*** Given information
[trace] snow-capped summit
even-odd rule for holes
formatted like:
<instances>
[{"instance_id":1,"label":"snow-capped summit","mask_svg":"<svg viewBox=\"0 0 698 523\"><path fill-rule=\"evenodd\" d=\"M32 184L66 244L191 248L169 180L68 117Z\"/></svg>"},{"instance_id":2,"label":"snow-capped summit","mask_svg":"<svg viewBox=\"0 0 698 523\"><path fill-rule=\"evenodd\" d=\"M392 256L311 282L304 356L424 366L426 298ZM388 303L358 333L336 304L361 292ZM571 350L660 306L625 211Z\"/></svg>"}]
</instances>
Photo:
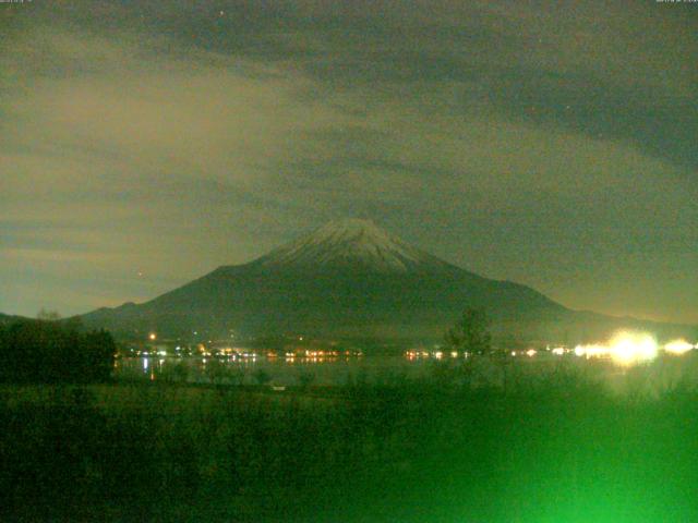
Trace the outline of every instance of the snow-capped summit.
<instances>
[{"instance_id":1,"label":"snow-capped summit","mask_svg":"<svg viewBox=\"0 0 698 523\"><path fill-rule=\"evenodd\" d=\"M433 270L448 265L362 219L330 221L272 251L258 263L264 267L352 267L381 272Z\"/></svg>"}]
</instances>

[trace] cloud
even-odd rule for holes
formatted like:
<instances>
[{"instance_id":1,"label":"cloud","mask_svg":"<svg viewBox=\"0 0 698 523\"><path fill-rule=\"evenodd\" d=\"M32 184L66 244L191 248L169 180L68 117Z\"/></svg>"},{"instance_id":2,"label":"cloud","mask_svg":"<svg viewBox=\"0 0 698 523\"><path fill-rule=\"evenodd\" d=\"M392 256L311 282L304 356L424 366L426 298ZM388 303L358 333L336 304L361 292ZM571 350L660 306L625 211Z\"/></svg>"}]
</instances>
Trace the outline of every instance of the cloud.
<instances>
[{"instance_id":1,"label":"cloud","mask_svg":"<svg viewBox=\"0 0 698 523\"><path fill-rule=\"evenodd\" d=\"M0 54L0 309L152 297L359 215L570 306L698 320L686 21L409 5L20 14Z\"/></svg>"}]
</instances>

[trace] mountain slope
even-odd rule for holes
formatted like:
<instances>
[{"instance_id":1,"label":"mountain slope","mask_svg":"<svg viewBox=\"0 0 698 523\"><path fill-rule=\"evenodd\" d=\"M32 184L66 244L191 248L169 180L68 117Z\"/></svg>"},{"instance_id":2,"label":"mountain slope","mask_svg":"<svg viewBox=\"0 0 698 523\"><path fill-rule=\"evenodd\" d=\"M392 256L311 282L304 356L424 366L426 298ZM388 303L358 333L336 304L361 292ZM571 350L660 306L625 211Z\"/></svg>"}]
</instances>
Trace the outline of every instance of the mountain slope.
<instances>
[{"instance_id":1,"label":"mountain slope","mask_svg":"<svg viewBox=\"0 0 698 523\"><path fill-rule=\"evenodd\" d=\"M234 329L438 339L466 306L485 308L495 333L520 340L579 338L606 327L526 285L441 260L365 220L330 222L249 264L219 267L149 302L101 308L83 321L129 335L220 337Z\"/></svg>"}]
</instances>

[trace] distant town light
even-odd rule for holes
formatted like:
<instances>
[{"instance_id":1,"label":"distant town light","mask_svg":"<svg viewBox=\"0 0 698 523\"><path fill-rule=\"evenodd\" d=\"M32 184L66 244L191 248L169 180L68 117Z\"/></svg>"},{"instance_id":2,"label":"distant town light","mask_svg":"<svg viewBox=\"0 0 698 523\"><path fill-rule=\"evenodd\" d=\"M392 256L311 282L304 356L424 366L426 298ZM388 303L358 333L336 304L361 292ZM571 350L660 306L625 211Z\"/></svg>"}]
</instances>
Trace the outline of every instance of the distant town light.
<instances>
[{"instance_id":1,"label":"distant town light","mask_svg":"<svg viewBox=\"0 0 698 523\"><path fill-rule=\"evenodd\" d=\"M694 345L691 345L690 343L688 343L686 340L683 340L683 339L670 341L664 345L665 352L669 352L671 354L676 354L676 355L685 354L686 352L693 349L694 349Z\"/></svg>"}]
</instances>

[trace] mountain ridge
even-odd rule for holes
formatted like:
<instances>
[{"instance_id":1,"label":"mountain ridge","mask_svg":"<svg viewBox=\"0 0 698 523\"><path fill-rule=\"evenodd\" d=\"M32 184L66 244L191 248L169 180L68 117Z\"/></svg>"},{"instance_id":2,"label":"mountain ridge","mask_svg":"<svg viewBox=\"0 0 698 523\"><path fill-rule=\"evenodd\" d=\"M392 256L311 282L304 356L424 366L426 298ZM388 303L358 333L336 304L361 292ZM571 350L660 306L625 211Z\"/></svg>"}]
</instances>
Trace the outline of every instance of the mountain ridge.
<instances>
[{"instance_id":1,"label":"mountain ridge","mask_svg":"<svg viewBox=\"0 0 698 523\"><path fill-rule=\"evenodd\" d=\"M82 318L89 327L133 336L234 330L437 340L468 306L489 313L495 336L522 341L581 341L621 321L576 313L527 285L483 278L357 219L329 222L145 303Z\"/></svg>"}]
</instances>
******
### Stated goal
Pull out each line of the entries above that contains the word "every" and copy those lines unchanged.

### Exercise response
Trace the outline of every instance of the snow-capped summit.
Trace the outline of every instance of the cloud.
Trace the outline of every instance of the mountain slope.
Trace the outline of every instance of the distant town light.
Trace the outline of every instance of the mountain ridge.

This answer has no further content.